▶ [AUFGABEN UND ÜBUNGEN]:
• A. Warum brauchen die großen Staatsbetriebe laut dem Text über den IT-Markt in China eine sehr flexible IT-Infrastruktur? Antworten Sie in ein bis drei Sätzen.
• B. Welche Antworten gibt der Text über den IT-Markt in China auf diese Fragen?
(i) Wo sind die Gesundheitsdaten der Einwohner des Bezirks Zhabei gespeichert?
(ii) Wie viel Prozent der Umsatzerlöse in der Softwareindustrie kommen aus dem Inland?
(iii) Welches Unternehmen hat Lenovo im vergangenen Jahr gekauft?

▶ [EXTRAHIERTER TEXT]:
==*==
Alle Gesundheitsdaten der Einwohner des Bezirks Zhabei sind in einer Cloud gespeichert. Das vereinfacht nicht nur die Arbeit medizinischer Einrichtungen, sondern zum Beispiel auch die Rückerstattung von Behandlungskosten durch die Versicherung. Es ist ein sehr vielversprechendes Projekt. Neben den Pilotstädten planen etwa 15 bis 20 weitere Regionen den Aufbau einer Cloud-Computing-Branche und bauen dafür die Infrastruktur auf, kaufen Server und Storage - manche investieren unserer Meinung nach sogar zu viel, der Markt könnte sich auch überhitzen.
Die ersten fünf Pilotstädte der Cloud Entwicklung
China wandelt sich gerade zum Hightech-Standort. Welche Rolle spielt die IT-Industrie bei dieser Transformation?
Hier gibt es verschiedene Ebenen. Da sind zum einen die großen Staatsbetriebe mit viel Kapital, die ihre Marke in China und ihr Business im Ausland ausbauen möchten. Sie brauchen eine sehr flexible IT-Infrastruktur und -Services auf internationalem State-of-the-Art-Niveau, um global arbeiten zu können. Da spielt Cloud Computing eine große Rolle. Kleine und mittelständische Unternehmen sehen sich ganz anderen Herausforderungen gegenüber. China ist ein sehr dynamischer Markt. Diese Firmen möchten zwar ihre Geschäftseffizienz verbessern, zurzeit beschäftigt sie aber vor allem, wie sie ihre Chance im wachsenden Markt am besten nutzen können. Erst dann werden sie interne Prozesse weiter optimieren. Es wäre gut, wenn sie eine gemeinsame Plattform hätten, die sie bei Innovationen und interner Planung unterstützt. Das MIIT und die Lokalregierungen investieren gerade in solche Projekte.
Wie ist der chinesische IT-Markt strukturiert?
Insgesamt kam Chinas Software- und Informationsservice-Branche 2011 auf Erträge von 1,8 Billionen RMB (215 Milliarden Euro, Anm. d. Red.), 33 Prozent mehr als im Vorjahr. Im Gegensatz zur Elektronikbranche, die sehr auf die Nachfrage aus dem Ausland angewiesen ist, kommen 90 Prozent der Umsatzerlöse in der Softwareindustrie aus dem Inland, mit steigender Wachstumsrate. Viele lokale Behörden bauen die IT-Industrie in ihrer Region in Richtung Software und Services aus. So verlegen zum Beispiel Provinzen an der Ostküste ihre Produktionskapazitäten mehr und mehr in zentrale und westliche Regionen Chinas. Auf der anderen Seite gibt es chinesische IT-Firmen, die sich ihren Platz im chinesischen Markt gesichert haben und nun ins Ausland expandieren. Bekannt ist Lenovo, das im vergangenen Jahr Medion gekauft hat und einige Kooperationen in Wachstumsmärkten eingegangen ist. Ein anderes Beispiel ist Huawei, Chinas größtes ICT-Unternehmen, dessen Erlöse bereits zu 60 Prozent aus dem Ausland kommen.
==*==
▶ [DATEN]:
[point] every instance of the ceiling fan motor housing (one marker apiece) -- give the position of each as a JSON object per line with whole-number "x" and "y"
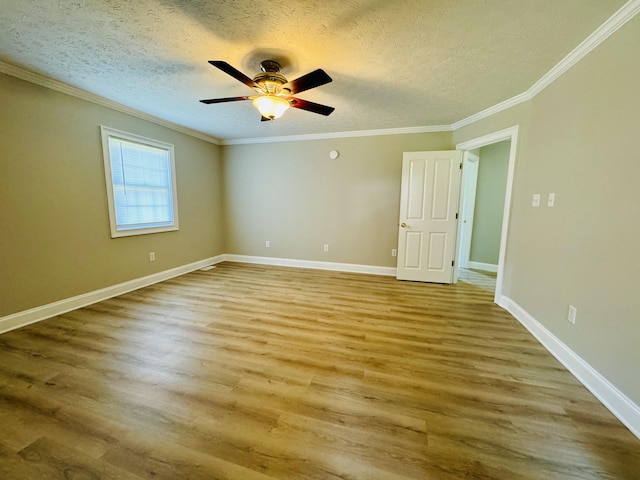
==*==
▶ [ENDERGEBNISSE]:
• A. Die großen Staatsbetriebe wollen ihre Marke in China und ihr Geschäft im Ausland ausbauen. Um global arbeiten zu können, brauchen sie eine sehr flexible IT-Infrastruktur und Services auf internationalem State-of-the-Art-Niveau. Deshalb spielt Cloud Computing für sie eine große Rolle.

• B.
(i) In einer Cloud.
(ii) 90 Prozent.
(iii) Medion.